**Document extract:**
┌────────

I am mostly curious about nonfiction books published by the trades specifically 
designed for students doing reports. Have you or anyone here come across anything 
prejudicial in them? I'm talking about the books on Native Americans (First Nations 
People) published by Chelsea House and Greenhaven Press for example. 
 
Since kids are using them for reports, are they even worthwhile? Or do you 
recommend an alternative?
 
Thanks
 
"There's so much left to know, and I'm on the road to find out" ~ Yusuf Islam aka 
Cat Stevens


________________________ 
Patricia Sarles, MA, MLS 
Canarsie High School Library 
1600 Rockaway Parkway 
Brooklyn, NY 11236 
tel: (718) 290-8600 x273, x274, x275 
fax: (718) 290-8681 
psarles@schools.nyc.gov 

________________________________

From: School Library Media & Network Communications on behalf of Debbie Reese
Sent: Thu 6/7/2007 11:59 AM
To: LM_NET@LISTSERV.SYR.EDU
Subject: Re: "We" the People - NEH/ALA Bookshelf



Terry,

(Is conversation on-list discouraged? If so, I
apologize. Note, too, that I read LM_NET in
digest, so someone may already have replied to
Terry by the time I got the last digest.)

└────────

**Supplied data:**
┌────────

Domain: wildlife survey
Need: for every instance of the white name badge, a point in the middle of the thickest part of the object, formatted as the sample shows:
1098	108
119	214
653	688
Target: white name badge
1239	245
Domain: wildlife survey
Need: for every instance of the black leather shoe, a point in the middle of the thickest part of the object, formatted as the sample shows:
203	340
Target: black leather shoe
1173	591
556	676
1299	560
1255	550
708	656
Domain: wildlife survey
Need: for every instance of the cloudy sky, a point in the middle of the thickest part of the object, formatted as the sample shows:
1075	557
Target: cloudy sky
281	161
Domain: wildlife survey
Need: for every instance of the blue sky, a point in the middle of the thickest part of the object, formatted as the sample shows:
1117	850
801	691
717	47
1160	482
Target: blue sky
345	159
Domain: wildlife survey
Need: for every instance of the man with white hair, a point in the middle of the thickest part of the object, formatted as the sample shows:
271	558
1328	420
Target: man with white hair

└────────

**Complete the following:**
**A)** Which two publishers does the email name as examples?
**B)** In the email, take the passage starting with "I am mostly" and going on through "recommend an alternative?", and write it out with "reports" swapped for "projects".
The entries come from a source unrelated to the email.

**Task-by-task outputs:**
**A)** Chelsea House and Greenhaven Press.

**B)**
I am mostly curious about nonfiction books published by the trades specifically 
designed for students doing projects. Have you or anyone here come across anything 
prejudicial in them? I'm talking about the books on Native Americans (First Nations 
People) published by Chelsea House and Greenhaven Press for example. 
 
Since kids are using them for projects, are they even worthwhile? Or do you 
recommend an alternative?